── Exercise materials ──

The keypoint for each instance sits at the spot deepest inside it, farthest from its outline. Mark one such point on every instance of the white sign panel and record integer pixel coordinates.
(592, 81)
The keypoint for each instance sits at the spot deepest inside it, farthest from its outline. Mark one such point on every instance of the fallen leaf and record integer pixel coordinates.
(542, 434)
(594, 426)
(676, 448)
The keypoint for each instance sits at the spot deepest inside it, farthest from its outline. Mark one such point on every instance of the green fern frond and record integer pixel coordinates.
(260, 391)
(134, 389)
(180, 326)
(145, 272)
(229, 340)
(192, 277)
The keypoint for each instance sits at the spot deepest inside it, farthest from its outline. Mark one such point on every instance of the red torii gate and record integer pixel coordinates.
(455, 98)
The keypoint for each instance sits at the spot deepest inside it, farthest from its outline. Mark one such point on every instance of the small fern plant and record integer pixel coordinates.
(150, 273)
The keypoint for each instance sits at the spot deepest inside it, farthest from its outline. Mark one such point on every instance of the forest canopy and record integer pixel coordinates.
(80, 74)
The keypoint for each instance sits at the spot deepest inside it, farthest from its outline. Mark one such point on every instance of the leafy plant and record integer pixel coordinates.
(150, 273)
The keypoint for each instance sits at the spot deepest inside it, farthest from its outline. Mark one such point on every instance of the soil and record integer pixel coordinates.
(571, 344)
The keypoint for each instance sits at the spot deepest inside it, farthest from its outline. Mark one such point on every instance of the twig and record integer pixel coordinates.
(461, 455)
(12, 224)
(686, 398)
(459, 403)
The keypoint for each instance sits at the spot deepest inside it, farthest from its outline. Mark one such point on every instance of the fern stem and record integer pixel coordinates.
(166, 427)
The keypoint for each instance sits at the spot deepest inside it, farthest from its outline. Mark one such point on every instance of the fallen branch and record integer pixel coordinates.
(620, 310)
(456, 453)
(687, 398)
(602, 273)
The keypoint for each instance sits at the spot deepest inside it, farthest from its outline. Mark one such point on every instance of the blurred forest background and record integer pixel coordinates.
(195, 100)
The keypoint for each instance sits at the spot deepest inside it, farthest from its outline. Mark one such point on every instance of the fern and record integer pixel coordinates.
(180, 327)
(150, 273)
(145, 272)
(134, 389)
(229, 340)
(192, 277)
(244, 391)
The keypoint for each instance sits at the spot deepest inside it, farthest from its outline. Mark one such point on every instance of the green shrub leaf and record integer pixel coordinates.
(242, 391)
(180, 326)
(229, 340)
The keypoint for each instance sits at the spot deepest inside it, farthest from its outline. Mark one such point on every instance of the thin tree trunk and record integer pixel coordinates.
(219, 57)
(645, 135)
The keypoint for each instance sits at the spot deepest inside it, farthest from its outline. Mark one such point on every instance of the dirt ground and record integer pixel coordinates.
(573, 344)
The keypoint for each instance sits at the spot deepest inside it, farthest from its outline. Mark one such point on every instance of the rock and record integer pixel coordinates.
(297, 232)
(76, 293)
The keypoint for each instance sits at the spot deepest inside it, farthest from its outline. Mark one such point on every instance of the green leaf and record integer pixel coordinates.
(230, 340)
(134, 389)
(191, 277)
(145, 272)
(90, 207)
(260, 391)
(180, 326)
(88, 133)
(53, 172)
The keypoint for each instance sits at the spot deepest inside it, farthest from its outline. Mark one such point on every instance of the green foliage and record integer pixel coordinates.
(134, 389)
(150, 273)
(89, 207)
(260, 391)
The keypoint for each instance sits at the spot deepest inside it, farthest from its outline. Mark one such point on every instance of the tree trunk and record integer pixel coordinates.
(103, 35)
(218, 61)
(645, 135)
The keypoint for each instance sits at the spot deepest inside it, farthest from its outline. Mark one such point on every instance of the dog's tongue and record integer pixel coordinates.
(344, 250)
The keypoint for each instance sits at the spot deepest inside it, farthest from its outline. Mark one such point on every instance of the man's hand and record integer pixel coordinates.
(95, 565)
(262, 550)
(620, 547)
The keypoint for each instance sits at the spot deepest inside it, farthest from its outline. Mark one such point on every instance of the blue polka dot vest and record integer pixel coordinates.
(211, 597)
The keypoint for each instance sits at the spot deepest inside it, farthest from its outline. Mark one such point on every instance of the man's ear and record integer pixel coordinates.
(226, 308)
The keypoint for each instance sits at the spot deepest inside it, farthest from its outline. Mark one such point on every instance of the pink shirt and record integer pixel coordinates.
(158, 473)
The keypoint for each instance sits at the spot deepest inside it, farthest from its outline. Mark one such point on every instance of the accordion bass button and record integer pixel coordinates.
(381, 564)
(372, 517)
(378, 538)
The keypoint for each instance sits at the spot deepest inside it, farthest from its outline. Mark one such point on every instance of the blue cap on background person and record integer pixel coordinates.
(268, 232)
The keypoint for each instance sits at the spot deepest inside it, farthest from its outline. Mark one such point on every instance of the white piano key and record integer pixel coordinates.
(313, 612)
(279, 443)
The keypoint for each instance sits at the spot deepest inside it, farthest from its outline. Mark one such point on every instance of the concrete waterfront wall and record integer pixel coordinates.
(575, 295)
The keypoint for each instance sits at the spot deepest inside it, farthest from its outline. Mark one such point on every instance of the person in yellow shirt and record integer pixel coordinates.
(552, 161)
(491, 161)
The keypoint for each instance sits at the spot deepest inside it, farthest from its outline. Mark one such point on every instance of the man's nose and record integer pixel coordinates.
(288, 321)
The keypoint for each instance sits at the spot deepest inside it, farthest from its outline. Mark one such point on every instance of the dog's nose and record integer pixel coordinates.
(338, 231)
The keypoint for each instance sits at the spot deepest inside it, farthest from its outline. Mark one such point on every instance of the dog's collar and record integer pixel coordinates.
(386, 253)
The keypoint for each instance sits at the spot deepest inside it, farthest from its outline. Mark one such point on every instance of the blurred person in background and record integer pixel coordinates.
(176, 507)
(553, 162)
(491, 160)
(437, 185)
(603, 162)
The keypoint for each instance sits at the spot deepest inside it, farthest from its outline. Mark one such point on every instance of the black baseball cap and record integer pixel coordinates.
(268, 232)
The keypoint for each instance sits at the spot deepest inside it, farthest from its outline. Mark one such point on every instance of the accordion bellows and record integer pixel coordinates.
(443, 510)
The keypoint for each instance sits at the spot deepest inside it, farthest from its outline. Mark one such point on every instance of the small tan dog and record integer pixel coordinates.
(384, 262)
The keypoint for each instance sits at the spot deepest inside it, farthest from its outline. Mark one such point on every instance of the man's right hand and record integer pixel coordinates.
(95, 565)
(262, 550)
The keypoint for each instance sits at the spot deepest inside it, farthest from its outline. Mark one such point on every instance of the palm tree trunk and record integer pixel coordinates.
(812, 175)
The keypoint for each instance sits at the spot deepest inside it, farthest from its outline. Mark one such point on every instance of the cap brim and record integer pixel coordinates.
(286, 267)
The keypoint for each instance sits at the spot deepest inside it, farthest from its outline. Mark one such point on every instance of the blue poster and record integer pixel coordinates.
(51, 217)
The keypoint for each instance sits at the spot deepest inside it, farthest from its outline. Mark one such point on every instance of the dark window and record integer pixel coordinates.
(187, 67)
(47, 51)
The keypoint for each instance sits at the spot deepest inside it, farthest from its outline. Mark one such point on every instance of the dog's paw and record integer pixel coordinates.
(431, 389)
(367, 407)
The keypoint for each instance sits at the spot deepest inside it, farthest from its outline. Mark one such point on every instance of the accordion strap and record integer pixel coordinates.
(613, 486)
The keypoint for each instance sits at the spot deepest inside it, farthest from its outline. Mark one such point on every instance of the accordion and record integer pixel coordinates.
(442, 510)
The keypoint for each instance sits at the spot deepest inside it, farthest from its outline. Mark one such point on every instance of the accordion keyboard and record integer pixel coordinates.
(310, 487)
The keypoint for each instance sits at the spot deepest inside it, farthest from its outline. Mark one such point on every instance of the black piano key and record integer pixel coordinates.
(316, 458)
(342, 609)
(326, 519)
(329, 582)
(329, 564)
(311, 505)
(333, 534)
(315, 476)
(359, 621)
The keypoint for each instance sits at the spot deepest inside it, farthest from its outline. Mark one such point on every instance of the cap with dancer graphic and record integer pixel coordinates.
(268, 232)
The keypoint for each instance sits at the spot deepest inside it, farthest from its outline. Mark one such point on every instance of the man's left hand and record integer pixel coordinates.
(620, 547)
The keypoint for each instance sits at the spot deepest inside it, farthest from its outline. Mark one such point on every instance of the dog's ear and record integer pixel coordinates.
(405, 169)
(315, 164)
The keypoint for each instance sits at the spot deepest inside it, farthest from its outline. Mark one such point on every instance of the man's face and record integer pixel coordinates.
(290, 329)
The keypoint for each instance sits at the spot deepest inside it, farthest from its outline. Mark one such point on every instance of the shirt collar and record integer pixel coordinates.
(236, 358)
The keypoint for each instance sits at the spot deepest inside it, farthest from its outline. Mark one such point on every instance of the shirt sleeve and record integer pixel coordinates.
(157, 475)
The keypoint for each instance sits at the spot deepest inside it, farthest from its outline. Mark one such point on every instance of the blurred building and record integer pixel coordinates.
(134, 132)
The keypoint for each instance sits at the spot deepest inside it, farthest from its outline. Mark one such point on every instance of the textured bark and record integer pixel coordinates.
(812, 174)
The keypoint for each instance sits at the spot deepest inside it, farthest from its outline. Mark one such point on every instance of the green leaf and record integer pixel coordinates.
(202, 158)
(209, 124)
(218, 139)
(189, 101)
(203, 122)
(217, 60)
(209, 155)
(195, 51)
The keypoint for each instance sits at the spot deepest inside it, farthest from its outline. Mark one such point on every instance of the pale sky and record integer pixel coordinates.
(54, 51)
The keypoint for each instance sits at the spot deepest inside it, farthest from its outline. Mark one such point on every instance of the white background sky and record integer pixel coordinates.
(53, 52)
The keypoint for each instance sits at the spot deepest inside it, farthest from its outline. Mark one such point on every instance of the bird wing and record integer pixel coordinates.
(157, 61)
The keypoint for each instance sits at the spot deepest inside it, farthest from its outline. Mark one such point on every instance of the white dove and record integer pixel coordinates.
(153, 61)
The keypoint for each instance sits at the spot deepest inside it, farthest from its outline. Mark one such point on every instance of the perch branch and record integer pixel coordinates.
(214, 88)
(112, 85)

───

◆ **Task directions**:
Give back exactly the lines beginning at the one with "building and record integer pixel coordinates." and ending at the final line of the material; both boundary lines belong in it.

◆ **Exercise answer**:
The keypoint for each instance sits at the spot deepest inside it, farthest from its outline. Mark one such point on every instance of the blurred building and record integer pixel coordinates.
(134, 132)
The keypoint for each instance sits at the spot deepest inside it, farthest from its outline. Mark one such point on every instance of the textured bark and record integer pixel coordinates.
(812, 174)
The keypoint for each instance sits at the spot deepest inside it, farthest from its outline. Mark one such point on every instance of the green leaf and record integer pixel coordinates.
(202, 158)
(209, 124)
(218, 139)
(189, 101)
(203, 122)
(217, 60)
(209, 155)
(195, 51)
The keypoint for each instance sits at the spot deepest inside it, farthest from its outline. Mark one such point on every instance of the pale sky and record integer pixel coordinates.
(54, 51)
The keypoint for each instance sits at the spot deepest inside it, farthest from its outline. Mark one such point on every instance of the white background sky and record integer pixel coordinates.
(53, 52)
The keypoint for each instance sits at the spot deepest inside it, farthest from its outline. Mark one such point on every instance of the bird wing and record integer pixel coordinates.
(157, 61)
The keypoint for each instance sits at the spot deepest inside it, farthest from its outline. Mark one such point on every instance of the white dove and record integer pixel coordinates.
(153, 61)
The keypoint for each instance sits at the spot deepest inside it, farthest from its outline. Mark one such point on every instance of the perch branch and record integer pixel coordinates.
(214, 88)
(112, 85)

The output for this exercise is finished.